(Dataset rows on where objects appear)
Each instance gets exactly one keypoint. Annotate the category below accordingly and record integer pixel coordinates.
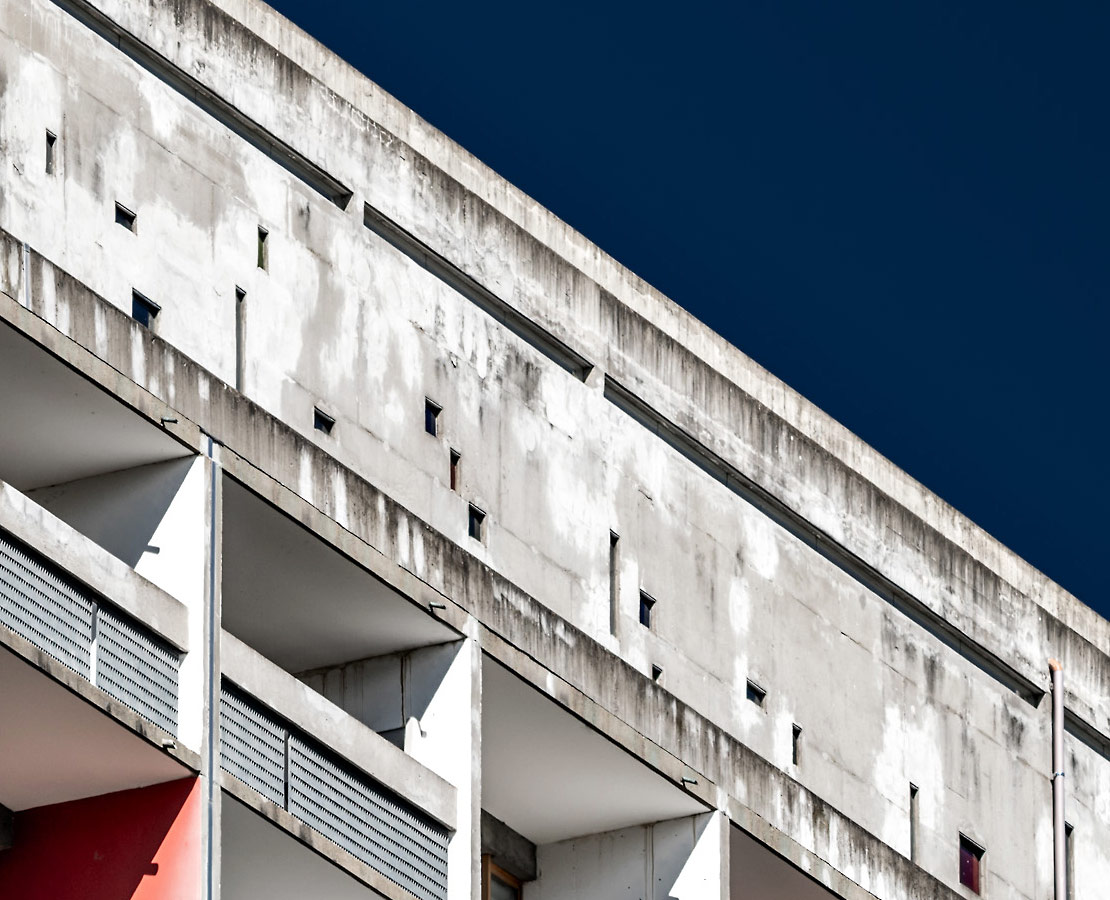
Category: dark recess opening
(475, 525)
(614, 582)
(124, 218)
(970, 863)
(240, 337)
(321, 421)
(432, 417)
(143, 310)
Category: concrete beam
(7, 828)
(76, 684)
(341, 732)
(93, 566)
(387, 539)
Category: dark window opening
(321, 421)
(1069, 866)
(970, 863)
(240, 337)
(143, 310)
(475, 525)
(455, 459)
(614, 582)
(432, 417)
(912, 822)
(124, 218)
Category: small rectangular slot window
(497, 883)
(455, 461)
(143, 310)
(240, 337)
(614, 582)
(912, 822)
(321, 421)
(432, 417)
(124, 218)
(970, 863)
(475, 524)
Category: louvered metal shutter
(50, 612)
(138, 669)
(61, 616)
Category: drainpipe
(1059, 858)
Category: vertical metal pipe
(1059, 839)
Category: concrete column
(442, 691)
(679, 859)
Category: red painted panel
(134, 845)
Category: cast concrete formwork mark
(220, 415)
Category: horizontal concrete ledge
(481, 296)
(370, 538)
(339, 731)
(312, 839)
(212, 103)
(93, 566)
(831, 549)
(123, 715)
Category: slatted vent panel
(43, 607)
(252, 745)
(138, 669)
(367, 821)
(341, 802)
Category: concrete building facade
(365, 531)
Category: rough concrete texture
(908, 645)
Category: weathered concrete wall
(343, 321)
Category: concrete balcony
(80, 606)
(93, 769)
(326, 781)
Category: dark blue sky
(900, 210)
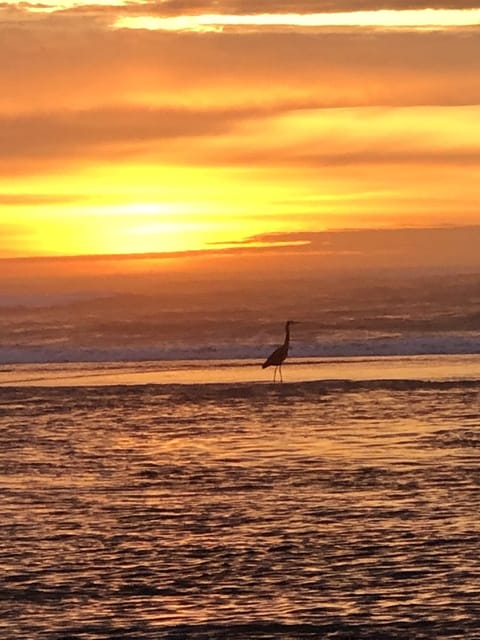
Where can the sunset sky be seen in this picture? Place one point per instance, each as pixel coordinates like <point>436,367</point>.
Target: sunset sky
<point>183,125</point>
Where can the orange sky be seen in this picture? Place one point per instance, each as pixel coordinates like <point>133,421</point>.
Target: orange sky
<point>158,127</point>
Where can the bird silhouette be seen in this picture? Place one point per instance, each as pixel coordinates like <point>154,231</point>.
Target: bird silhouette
<point>276,358</point>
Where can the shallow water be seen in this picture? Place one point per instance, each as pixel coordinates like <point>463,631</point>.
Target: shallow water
<point>315,509</point>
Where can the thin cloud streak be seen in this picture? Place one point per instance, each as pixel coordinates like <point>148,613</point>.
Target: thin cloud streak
<point>383,18</point>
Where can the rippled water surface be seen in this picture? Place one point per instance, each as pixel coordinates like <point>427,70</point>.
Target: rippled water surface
<point>338,509</point>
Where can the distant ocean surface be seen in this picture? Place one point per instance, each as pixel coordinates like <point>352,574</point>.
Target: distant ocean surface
<point>196,500</point>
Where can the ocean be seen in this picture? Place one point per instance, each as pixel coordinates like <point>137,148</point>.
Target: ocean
<point>198,500</point>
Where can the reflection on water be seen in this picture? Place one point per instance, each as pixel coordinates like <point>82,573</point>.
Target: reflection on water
<point>309,510</point>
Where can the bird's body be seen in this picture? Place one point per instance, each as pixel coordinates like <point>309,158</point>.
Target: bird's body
<point>277,357</point>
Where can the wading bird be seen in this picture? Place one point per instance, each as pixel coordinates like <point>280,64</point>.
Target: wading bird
<point>276,358</point>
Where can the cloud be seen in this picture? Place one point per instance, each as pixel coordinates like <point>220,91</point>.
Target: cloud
<point>86,66</point>
<point>109,133</point>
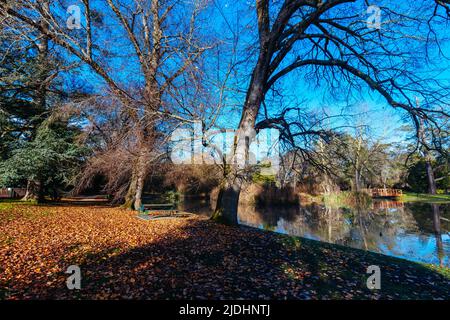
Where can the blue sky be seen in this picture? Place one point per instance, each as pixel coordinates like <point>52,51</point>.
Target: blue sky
<point>223,19</point>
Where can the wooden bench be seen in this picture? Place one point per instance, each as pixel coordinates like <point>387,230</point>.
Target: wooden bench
<point>161,206</point>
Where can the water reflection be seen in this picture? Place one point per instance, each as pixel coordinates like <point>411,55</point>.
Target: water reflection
<point>417,232</point>
<point>414,231</point>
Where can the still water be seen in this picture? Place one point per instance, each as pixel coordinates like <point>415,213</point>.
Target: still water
<point>414,231</point>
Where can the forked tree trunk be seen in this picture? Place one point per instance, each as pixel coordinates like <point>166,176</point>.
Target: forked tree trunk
<point>34,192</point>
<point>228,198</point>
<point>133,199</point>
<point>131,193</point>
<point>432,189</point>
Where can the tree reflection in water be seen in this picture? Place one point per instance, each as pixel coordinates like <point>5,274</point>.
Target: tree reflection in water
<point>417,232</point>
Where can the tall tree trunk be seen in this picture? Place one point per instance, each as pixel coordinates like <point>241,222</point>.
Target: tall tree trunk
<point>141,174</point>
<point>35,188</point>
<point>34,191</point>
<point>131,193</point>
<point>437,233</point>
<point>432,189</point>
<point>228,199</point>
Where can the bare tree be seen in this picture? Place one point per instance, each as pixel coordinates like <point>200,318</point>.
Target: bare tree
<point>327,41</point>
<point>165,46</point>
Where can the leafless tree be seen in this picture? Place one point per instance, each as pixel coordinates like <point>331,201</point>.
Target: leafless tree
<point>163,35</point>
<point>330,42</point>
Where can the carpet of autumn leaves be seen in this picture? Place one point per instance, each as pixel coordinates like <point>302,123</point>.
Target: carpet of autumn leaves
<point>122,257</point>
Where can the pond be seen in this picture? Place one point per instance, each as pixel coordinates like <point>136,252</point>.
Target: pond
<point>418,232</point>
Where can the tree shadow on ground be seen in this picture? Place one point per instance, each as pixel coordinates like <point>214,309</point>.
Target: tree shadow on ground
<point>206,260</point>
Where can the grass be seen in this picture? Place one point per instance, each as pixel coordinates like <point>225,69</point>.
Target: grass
<point>122,257</point>
<point>426,198</point>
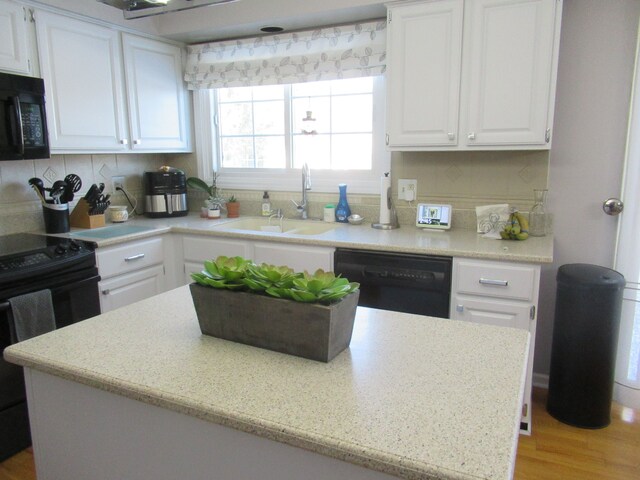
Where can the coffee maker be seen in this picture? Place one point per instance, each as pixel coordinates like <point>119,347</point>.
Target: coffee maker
<point>165,193</point>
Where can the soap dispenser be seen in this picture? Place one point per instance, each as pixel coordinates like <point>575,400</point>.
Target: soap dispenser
<point>266,204</point>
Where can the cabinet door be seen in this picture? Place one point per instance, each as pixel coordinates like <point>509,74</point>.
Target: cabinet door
<point>424,49</point>
<point>509,58</point>
<point>131,287</point>
<point>297,257</point>
<point>81,66</point>
<point>14,54</point>
<point>492,312</point>
<point>157,98</point>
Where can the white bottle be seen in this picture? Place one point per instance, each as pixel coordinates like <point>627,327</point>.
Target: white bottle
<point>266,204</point>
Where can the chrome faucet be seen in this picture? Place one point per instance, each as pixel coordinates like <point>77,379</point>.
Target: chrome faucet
<point>302,207</point>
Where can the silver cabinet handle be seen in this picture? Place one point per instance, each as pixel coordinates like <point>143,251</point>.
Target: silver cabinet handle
<point>134,257</point>
<point>488,281</point>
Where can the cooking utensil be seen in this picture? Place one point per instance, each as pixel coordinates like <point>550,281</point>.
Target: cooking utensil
<point>57,189</point>
<point>38,185</point>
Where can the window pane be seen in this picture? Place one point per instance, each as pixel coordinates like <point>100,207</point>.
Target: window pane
<point>272,92</point>
<point>311,89</point>
<point>269,117</point>
<point>352,113</point>
<point>315,150</point>
<point>319,108</point>
<point>351,152</point>
<point>270,152</point>
<point>234,94</point>
<point>352,85</point>
<point>237,152</point>
<point>235,119</point>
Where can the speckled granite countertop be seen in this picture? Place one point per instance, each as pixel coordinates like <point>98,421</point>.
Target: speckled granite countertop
<point>415,397</point>
<point>406,239</point>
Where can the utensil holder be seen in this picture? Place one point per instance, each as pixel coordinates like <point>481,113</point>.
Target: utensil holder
<point>80,216</point>
<point>56,217</point>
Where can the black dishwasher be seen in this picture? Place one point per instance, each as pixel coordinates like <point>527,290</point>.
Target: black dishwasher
<point>419,284</point>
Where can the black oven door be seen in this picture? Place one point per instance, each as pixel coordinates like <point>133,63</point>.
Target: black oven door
<point>74,299</point>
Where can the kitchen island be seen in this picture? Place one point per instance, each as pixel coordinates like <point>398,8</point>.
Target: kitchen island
<point>139,393</point>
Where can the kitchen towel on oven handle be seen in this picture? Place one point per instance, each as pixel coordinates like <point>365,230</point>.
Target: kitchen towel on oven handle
<point>32,315</point>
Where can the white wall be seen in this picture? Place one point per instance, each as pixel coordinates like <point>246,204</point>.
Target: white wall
<point>597,52</point>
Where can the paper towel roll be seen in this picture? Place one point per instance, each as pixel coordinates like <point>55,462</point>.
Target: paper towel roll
<point>385,204</point>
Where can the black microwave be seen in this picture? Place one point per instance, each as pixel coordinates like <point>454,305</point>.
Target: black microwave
<point>23,122</point>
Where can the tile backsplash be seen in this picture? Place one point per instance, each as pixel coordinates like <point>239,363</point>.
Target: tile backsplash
<point>462,179</point>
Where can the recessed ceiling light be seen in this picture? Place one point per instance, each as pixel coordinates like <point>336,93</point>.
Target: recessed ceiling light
<point>272,29</point>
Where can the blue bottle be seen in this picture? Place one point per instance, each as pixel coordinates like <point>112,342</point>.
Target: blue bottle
<point>342,210</point>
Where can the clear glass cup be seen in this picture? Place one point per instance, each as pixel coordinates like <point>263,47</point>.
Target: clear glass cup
<point>538,214</point>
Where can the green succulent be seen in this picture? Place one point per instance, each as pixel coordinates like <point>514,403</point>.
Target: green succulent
<point>223,272</point>
<point>237,273</point>
<point>321,287</point>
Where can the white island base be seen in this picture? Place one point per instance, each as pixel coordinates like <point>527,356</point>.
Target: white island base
<point>139,393</point>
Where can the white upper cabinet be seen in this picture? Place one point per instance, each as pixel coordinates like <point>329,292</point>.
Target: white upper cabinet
<point>14,51</point>
<point>100,99</point>
<point>82,69</point>
<point>471,75</point>
<point>157,99</point>
<point>425,45</point>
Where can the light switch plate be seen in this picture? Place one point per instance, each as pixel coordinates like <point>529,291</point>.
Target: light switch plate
<point>407,189</point>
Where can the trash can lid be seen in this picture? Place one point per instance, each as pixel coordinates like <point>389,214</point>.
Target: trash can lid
<point>583,274</point>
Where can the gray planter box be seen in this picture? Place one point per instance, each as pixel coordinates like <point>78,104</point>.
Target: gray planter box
<point>314,331</point>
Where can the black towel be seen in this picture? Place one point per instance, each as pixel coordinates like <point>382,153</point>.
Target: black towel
<point>32,315</point>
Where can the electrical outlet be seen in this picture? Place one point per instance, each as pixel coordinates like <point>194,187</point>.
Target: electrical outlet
<point>407,190</point>
<point>117,182</point>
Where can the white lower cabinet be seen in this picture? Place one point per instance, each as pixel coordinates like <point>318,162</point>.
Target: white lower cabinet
<point>196,249</point>
<point>499,293</point>
<point>130,272</point>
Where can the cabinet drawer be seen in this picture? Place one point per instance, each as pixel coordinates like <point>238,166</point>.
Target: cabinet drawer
<point>129,257</point>
<point>493,279</point>
<point>200,249</point>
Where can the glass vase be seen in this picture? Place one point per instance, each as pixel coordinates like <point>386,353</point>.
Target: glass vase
<point>538,214</point>
<point>342,209</point>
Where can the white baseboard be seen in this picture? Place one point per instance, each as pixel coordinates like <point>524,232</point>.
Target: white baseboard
<point>540,380</point>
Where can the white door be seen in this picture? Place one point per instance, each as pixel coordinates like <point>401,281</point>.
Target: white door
<point>508,51</point>
<point>627,387</point>
<point>423,79</point>
<point>82,69</point>
<point>156,95</point>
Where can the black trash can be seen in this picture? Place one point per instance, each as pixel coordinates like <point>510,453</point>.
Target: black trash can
<point>585,338</point>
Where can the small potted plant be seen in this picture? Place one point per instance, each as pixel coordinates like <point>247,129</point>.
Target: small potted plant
<point>214,202</point>
<point>302,314</point>
<point>233,207</point>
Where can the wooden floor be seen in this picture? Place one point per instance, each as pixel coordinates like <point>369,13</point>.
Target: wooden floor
<point>555,451</point>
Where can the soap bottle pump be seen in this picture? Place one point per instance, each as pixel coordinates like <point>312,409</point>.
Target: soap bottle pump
<point>266,204</point>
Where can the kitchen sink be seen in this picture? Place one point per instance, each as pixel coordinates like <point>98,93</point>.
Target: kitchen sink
<point>111,232</point>
<point>289,226</point>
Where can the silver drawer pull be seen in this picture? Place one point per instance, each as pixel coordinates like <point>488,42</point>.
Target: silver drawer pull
<point>488,281</point>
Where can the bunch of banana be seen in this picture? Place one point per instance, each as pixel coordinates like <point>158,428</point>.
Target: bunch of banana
<point>517,228</point>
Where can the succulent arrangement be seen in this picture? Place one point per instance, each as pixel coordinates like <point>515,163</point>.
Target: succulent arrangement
<point>237,273</point>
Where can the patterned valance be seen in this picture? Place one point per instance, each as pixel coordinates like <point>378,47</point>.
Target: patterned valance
<point>344,51</point>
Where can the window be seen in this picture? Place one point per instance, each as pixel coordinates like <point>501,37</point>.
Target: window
<point>263,135</point>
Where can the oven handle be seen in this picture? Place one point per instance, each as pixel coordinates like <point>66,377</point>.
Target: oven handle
<point>4,306</point>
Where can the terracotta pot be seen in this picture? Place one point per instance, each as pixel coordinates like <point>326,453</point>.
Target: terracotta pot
<point>233,210</point>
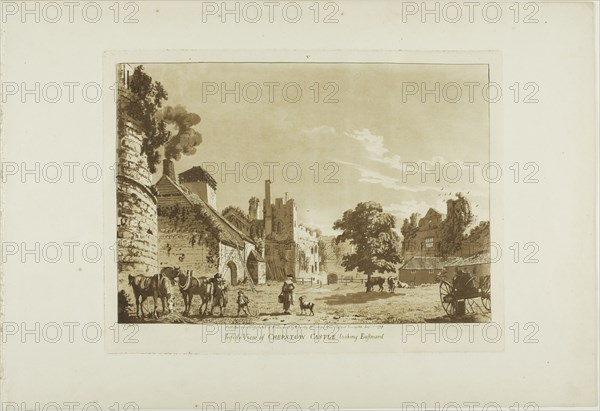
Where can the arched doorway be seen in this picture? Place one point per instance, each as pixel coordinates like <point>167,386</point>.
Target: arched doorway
<point>252,265</point>
<point>233,271</point>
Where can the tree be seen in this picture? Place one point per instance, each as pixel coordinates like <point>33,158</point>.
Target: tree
<point>371,232</point>
<point>457,220</point>
<point>139,103</point>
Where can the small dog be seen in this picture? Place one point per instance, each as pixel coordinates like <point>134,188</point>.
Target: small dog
<point>243,303</point>
<point>306,306</point>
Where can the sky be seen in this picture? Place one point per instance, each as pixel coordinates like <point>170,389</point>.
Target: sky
<point>361,137</point>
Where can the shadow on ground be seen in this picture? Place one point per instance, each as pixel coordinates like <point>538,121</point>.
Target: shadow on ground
<point>356,298</point>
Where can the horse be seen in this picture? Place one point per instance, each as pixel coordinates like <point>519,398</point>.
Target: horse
<point>373,281</point>
<point>171,273</point>
<point>190,286</point>
<point>157,286</point>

Given exercise:
In the records above, locate the line containing "Where can the terracotta", then copy exactly that line and every line after it through the end, omitting pictures.

Response to the task:
Where can the terracotta pot be seen in this picture? Place one point per instance, each as pixel coordinates like <point>326,453</point>.
Target: terracotta pot
<point>233,210</point>
Where can the arched doorway be seen in this picture? Place one point per instance, each as pixel coordinates like <point>167,386</point>.
Target: arched doorway
<point>252,265</point>
<point>233,271</point>
Where can the tree be seen in this picture? Place one point per instance, each as pixel coordinates like <point>33,158</point>.
Target: tree
<point>371,232</point>
<point>457,220</point>
<point>139,103</point>
Where can the small dog be seen in this picture? Place one point per instance, each as pixel coordinates like <point>134,188</point>.
Target: small dog
<point>243,303</point>
<point>306,306</point>
Where can the sky be seen in this picture? Place one point per instance, each as pixel coordinates like <point>170,389</point>.
Target: sky
<point>361,137</point>
Where can the shadow on ground be seen in this picture? Place one point per instance, each as pixel coordinates like <point>538,121</point>.
Target: shadow on ground
<point>356,298</point>
Where can the horse be seen in this picture? Place one point per instance, each as pixel coordinates like <point>519,398</point>.
Target: horse
<point>373,281</point>
<point>171,273</point>
<point>190,286</point>
<point>157,286</point>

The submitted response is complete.